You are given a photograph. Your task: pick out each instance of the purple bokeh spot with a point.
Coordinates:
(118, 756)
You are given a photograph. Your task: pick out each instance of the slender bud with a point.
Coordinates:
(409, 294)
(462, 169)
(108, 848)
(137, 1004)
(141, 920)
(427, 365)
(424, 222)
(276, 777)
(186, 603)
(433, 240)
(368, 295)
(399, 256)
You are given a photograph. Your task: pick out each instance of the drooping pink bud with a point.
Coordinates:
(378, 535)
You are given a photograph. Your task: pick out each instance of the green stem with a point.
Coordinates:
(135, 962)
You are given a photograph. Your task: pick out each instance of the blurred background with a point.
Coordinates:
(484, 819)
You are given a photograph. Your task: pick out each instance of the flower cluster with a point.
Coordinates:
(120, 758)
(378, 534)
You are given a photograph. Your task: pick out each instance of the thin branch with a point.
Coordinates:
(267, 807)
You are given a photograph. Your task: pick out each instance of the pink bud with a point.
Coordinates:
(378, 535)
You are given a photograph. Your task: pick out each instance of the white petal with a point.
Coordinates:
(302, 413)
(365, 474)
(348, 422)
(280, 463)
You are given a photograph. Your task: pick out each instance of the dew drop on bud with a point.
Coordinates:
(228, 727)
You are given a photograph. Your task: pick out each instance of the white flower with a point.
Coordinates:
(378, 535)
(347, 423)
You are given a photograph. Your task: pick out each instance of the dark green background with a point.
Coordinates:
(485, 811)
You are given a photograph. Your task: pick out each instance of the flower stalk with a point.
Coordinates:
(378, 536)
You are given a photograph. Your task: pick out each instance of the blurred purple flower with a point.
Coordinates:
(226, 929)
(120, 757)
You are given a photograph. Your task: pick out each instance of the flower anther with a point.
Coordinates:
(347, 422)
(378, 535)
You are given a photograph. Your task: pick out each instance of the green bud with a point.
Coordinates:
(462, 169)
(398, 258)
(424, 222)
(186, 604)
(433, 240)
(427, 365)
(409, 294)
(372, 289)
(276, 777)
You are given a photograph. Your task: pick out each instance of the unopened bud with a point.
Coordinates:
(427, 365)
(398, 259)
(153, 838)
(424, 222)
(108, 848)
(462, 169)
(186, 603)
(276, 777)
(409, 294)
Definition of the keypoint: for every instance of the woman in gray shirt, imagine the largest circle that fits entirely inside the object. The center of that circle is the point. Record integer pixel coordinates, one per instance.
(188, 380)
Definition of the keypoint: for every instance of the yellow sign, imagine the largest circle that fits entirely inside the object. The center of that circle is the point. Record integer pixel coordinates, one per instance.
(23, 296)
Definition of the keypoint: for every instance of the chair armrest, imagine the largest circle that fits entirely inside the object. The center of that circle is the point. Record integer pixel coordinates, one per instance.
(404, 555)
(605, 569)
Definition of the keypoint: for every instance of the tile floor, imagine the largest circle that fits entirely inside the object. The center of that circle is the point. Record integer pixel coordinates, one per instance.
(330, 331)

---

» **Work item**:
Print the whole listing above exactly, please.

» **Result for this task**:
You are given a photograph. Your task: pick out each instance of the purple bokeh spot with a point.
Coordinates:
(118, 756)
You are given a photograph. Your task: pick out each instance of the slender bud with a point.
Coordinates:
(409, 294)
(462, 169)
(108, 848)
(137, 1004)
(141, 920)
(427, 365)
(424, 222)
(276, 777)
(186, 603)
(433, 240)
(368, 295)
(399, 256)
You are given a photograph. Your task: pick out each instance of the drooping pink bud with a point.
Coordinates:
(378, 535)
You are given a photograph. Your task: pick out each instance of the green stem with a point.
Coordinates:
(135, 962)
You are given a photograph. Your task: pick out each instance of the blurred background with a point.
Coordinates:
(484, 819)
You are given a photograph. Your task: pick out each instance of the flower cluster with a point.
Coordinates:
(120, 758)
(378, 534)
You are given a photograph. Your task: pick out each instance of the thin branch with a point.
Coordinates:
(267, 807)
You are given a photograph. Your task: pick out each instance of the pink bud with a point.
Coordinates:
(378, 535)
You are given a photograph. Your task: pick out each instance of the white petal with a point.
Coordinates:
(302, 413)
(365, 474)
(348, 422)
(280, 463)
You are given a photograph. Your task: pick out each instance of the dew drop on bud with a point.
Coordinates:
(228, 727)
You are given a photograph. Your task: pick out each instance of the white flower with a point.
Coordinates:
(378, 535)
(347, 423)
You are given a photograph. Your task: pick out each instance of the dark green background with a point.
Coordinates:
(485, 811)
You are given a photograph. Your task: pick out each instance of the flower stalk with a point.
Coordinates:
(378, 536)
You are given a photograph. Your task: pick out each instance of the blurred purple flower with a point.
Coordinates:
(226, 929)
(120, 757)
You are given a photograph. Your task: pick out each instance of the flower anther with a point.
Coordinates:
(347, 422)
(378, 535)
You are given a photograph. Your task: pick out each instance of the green bud with a point.
Coordinates:
(462, 169)
(398, 258)
(424, 222)
(186, 604)
(433, 240)
(427, 365)
(409, 294)
(372, 289)
(276, 777)
You are given a photograph. Your task: pick out each instance of the unopened bud with a point.
Coordinates:
(427, 365)
(398, 259)
(153, 838)
(424, 222)
(108, 848)
(462, 169)
(186, 603)
(276, 777)
(409, 294)
Definition of the keypoint: for every instance of the woman in gray shirt, imagine the largest circle that fits entirely inside the object. The center of that circle is the point. Record integer pixel coordinates, one per instance.
(188, 380)
Definition of the keypoint: for every instance of the yellow sign, imagine the largest circle that fits entirely inside the object. The center of that circle is the point. Record integer pixel coordinates, one per instance.
(23, 296)
Definition of the keypoint: for every instance of the chair armrest, imagine the largest circle that fits entirely inside the object. The center of that circle is the point. Record integer pixel coordinates, one per instance.
(404, 555)
(605, 569)
Definition of the keypoint: for every instance of the tile floor, imagine the largest circle that fits entirely inside the object. The center of that circle is the point. Record integer pixel coordinates, one per instance.
(330, 331)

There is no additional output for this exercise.